__GIVEN PROBLEM__: Repeat, exactly and alone, every line from the line that contains "the gray t-shirt" to the end of the entries.
· · · ·
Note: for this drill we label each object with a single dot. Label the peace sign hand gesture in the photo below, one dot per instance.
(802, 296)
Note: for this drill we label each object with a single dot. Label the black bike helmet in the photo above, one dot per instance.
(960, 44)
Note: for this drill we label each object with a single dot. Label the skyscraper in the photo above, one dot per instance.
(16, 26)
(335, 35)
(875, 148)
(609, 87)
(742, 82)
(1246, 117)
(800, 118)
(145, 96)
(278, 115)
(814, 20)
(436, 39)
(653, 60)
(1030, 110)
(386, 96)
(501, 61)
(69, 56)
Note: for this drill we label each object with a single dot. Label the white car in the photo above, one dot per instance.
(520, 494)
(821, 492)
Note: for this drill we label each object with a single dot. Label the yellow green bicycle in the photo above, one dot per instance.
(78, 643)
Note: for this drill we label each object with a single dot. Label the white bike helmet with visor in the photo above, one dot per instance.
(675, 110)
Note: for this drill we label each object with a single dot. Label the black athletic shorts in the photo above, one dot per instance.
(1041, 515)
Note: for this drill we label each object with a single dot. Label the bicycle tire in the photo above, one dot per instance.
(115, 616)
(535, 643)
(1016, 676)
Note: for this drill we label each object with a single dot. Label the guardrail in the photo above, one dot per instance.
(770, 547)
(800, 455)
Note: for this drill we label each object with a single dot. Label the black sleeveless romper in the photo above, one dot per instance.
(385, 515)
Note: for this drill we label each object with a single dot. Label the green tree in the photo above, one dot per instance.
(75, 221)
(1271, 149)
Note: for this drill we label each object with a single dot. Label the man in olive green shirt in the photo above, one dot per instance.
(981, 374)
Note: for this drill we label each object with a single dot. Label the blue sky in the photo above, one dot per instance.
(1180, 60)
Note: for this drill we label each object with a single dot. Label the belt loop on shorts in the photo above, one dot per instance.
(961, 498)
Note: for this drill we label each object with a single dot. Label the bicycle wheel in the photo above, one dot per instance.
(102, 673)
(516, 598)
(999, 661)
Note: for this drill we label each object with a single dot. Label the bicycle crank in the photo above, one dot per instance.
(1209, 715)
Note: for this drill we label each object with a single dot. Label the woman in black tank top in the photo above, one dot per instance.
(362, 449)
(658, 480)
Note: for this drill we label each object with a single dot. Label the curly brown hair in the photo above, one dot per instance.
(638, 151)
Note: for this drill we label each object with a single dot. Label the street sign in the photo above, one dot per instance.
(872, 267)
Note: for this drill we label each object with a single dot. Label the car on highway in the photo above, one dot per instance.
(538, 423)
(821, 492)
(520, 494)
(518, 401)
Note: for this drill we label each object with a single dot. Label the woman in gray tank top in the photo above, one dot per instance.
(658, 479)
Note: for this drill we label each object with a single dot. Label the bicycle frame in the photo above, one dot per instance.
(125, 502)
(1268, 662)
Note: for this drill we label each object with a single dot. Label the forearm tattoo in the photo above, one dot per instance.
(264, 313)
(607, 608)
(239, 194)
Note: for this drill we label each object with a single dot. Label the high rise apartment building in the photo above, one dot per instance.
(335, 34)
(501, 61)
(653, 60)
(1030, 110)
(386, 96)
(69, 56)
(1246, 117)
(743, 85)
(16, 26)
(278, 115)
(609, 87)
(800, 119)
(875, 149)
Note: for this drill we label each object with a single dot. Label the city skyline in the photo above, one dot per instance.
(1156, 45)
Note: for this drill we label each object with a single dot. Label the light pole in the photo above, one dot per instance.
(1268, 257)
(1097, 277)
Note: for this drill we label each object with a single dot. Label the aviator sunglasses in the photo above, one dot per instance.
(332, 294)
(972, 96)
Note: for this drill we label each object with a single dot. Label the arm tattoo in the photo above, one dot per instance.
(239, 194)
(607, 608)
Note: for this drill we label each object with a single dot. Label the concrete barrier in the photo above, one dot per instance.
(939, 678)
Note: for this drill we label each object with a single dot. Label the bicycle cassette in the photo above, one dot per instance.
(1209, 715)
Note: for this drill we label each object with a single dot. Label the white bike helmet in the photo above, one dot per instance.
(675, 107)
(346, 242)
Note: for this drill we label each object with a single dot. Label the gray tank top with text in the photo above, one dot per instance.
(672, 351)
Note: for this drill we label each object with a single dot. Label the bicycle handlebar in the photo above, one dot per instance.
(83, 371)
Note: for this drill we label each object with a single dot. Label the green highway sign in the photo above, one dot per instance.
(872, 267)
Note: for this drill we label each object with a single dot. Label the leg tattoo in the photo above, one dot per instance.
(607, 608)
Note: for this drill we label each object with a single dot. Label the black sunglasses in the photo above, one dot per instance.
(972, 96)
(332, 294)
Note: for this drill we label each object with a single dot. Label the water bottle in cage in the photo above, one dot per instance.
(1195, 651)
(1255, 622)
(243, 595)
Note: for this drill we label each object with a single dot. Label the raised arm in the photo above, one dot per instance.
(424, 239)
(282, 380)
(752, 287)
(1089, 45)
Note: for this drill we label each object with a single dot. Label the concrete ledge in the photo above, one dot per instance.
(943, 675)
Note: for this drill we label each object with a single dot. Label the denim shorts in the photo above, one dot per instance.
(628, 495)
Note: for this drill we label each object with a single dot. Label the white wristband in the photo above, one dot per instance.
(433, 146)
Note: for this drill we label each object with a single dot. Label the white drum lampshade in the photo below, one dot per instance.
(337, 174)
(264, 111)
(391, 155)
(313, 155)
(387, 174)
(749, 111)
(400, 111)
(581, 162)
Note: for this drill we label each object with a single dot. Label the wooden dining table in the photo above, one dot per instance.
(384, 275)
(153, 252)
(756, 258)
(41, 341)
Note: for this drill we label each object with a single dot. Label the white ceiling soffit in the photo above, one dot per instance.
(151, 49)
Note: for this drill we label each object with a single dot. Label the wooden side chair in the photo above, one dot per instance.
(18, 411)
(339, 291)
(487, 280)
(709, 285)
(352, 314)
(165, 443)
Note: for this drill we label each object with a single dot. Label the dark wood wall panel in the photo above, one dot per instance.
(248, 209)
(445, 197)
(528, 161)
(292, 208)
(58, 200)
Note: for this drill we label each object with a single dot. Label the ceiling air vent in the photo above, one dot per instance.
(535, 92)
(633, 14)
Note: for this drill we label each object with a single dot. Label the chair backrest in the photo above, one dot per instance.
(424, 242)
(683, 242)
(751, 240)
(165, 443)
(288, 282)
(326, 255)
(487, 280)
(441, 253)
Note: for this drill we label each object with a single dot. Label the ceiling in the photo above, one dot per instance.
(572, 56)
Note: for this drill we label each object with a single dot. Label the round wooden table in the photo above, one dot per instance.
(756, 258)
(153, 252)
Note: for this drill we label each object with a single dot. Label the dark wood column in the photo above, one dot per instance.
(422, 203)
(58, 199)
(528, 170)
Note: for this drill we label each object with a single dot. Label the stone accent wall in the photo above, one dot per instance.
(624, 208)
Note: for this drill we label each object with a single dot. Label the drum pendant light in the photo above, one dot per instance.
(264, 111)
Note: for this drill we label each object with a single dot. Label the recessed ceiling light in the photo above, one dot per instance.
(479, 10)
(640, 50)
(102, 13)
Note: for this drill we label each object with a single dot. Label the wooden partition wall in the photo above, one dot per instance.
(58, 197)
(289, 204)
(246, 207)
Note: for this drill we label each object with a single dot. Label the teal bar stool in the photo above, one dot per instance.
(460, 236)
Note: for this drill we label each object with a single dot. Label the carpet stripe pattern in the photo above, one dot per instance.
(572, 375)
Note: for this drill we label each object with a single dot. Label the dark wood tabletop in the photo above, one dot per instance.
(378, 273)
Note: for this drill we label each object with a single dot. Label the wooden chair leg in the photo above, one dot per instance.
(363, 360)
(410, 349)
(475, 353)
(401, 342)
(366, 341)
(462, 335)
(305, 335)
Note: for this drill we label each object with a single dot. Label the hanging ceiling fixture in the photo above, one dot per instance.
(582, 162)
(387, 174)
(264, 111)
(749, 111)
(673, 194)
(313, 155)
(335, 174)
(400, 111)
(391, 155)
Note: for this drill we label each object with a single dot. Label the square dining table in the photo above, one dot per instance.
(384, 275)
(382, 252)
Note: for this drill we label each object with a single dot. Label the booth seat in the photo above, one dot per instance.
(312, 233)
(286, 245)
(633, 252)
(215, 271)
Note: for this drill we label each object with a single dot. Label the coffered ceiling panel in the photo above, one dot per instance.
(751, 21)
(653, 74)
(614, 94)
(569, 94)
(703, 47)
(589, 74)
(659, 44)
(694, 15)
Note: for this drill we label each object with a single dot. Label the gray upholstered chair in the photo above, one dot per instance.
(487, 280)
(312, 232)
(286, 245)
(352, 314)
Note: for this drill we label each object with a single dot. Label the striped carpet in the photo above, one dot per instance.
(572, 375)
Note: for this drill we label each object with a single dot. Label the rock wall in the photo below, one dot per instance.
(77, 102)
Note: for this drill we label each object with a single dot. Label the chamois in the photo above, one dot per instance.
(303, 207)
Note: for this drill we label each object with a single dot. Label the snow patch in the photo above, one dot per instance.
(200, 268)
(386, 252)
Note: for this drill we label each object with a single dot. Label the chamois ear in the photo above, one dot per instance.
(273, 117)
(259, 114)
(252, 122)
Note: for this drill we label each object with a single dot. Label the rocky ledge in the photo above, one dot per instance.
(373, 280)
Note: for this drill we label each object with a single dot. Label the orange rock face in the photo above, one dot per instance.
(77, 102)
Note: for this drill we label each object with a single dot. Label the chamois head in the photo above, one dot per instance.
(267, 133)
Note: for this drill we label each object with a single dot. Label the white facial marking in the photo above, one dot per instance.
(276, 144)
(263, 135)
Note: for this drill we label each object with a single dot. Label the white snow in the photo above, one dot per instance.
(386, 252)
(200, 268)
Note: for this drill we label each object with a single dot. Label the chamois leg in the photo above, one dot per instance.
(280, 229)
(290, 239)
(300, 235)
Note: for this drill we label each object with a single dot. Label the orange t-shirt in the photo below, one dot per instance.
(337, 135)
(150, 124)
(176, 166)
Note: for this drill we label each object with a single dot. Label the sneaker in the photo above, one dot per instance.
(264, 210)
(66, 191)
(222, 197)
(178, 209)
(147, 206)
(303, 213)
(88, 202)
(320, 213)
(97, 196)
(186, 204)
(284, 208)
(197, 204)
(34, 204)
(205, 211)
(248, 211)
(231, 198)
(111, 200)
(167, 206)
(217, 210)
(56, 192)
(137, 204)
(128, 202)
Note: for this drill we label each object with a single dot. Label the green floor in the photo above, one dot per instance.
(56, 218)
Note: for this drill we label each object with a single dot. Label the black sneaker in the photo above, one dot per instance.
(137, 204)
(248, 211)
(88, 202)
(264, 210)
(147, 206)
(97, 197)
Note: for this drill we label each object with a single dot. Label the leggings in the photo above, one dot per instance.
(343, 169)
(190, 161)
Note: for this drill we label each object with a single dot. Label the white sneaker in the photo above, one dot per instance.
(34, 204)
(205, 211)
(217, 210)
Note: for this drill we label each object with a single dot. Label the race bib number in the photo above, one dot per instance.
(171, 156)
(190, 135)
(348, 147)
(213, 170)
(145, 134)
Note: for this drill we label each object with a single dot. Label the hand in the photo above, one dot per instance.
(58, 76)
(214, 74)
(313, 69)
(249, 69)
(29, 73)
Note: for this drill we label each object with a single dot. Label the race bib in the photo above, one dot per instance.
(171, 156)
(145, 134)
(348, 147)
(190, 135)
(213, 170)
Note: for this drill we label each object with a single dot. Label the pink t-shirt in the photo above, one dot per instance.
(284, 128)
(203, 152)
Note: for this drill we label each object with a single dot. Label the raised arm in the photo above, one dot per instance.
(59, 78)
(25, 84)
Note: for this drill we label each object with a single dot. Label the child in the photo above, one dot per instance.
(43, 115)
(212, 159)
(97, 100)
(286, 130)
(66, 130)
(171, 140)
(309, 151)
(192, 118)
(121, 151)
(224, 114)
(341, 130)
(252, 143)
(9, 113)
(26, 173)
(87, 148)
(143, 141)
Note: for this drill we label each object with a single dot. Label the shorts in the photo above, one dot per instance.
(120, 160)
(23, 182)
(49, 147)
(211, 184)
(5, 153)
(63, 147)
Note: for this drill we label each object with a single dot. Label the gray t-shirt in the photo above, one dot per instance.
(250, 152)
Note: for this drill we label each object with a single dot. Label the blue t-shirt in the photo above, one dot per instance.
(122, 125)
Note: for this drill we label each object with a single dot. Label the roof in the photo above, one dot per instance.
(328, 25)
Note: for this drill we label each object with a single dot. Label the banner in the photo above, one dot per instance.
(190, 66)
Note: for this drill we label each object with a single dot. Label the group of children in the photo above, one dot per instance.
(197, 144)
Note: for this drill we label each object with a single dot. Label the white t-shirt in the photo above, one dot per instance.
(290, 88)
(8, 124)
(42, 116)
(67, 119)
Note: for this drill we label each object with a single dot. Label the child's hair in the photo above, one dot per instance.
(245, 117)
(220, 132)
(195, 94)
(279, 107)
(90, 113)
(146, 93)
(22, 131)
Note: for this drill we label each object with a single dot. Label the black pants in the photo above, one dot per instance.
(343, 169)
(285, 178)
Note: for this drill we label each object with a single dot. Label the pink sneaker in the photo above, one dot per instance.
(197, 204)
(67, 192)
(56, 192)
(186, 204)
· · · ·
__COMPLETED TASK__:
Note: for this drill we label each object with a single dot. Label the gray t-shirt in the photo above, one dot per instance.
(250, 152)
Note: for this drill we label each object with a single dot. Label the blue t-shirt in the photo above, one dot per instance.
(122, 125)
Note: for this drill we label each object with a single dot. Label the roof in the photo above, one dot per instance.
(328, 25)
Note: for this drill we label each object with a single dot. Label the banner in the photo above, one dot per instance.
(190, 66)
Note: for this drill we label each object with a single dot. Label the group of children in the photo above, one dot per instance.
(197, 144)
Note: for this drill we label each object with a single dot. Label the white t-shirt in the photo above, one dot per instance.
(290, 88)
(8, 124)
(42, 116)
(67, 119)
Note: for this drill we label each object with a single dot. Label the child's hair in the photo above, one dot per instance.
(245, 117)
(220, 132)
(195, 94)
(279, 107)
(90, 113)
(146, 93)
(22, 131)
Note: for this drill we label each object with a single dot. Label the black pants in the photo above, one dot per instance.
(343, 169)
(285, 178)
Note: for this drill we label each object with a single dot. Label the pink sneaker in the photo above, one dot per instance.
(197, 204)
(67, 192)
(56, 192)
(186, 204)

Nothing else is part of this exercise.